| Data for this task |
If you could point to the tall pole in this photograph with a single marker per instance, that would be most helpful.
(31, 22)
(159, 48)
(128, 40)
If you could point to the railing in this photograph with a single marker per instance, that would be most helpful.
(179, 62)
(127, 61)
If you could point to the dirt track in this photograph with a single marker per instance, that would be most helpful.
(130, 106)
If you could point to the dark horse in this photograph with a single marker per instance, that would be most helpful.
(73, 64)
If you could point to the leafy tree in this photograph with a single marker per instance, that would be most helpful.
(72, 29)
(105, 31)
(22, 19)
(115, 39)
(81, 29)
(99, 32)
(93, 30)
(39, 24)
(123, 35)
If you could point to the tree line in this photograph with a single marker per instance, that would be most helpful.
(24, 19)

| How to complete this task |
Find the line containing "If you could point to the dirt" in the material above. Print it and every line after it through the end, exactly and only those.

| Exercise solution |
If you could point to the dirt track in this photograph with a single marker per instance, that would be most helpful.
(130, 106)
If you could point to the dark horse in this photograph with a single marker per instance, that would be most helpful.
(73, 64)
If you could point to the leafy tree in this photograph with a single marker per instance, that would be most helpful.
(72, 29)
(105, 31)
(22, 19)
(115, 39)
(81, 29)
(99, 32)
(93, 30)
(39, 24)
(123, 35)
If you could point to the tree line in this photograph with a single marker per instance, that would be most helpful.
(24, 19)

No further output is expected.